_EXERCISE PROMPT_
Output every line of the records below as a JSON list of strings, one string per line, with blank lines omitted. Leave the pictures out of the list.

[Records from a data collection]
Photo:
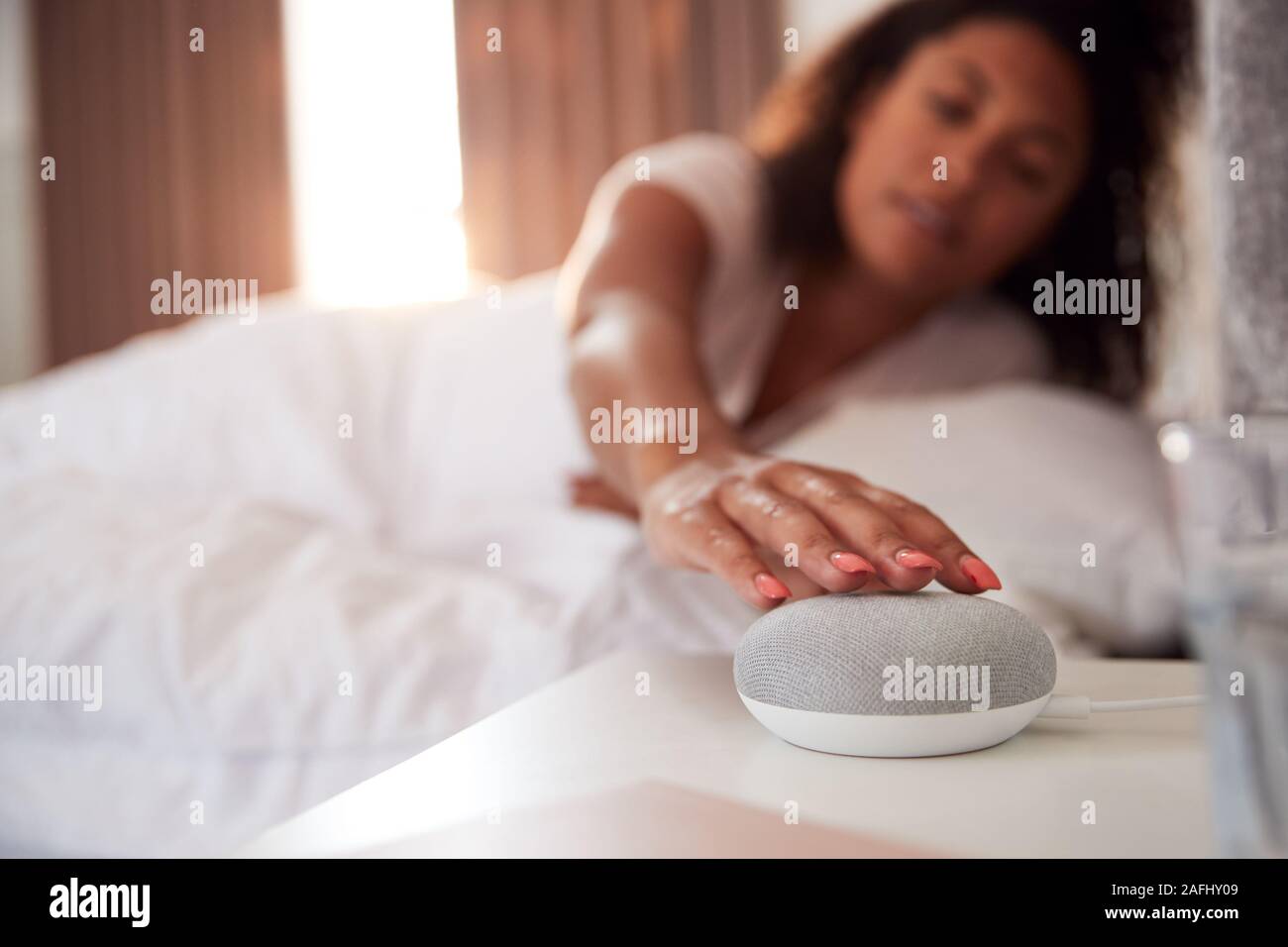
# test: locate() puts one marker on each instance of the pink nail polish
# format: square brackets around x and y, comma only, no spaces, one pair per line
[915,560]
[980,574]
[849,562]
[771,586]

_EXERCISE OUTPUT_
[
  "Photo:",
  "# test: locate() puts one marker on each instance of the pink nail polish",
  "# format: square brackets around x and y, comma only, no spaces, one pair per line",
  "[915,560]",
  "[980,574]",
  "[849,562]",
  "[771,586]"
]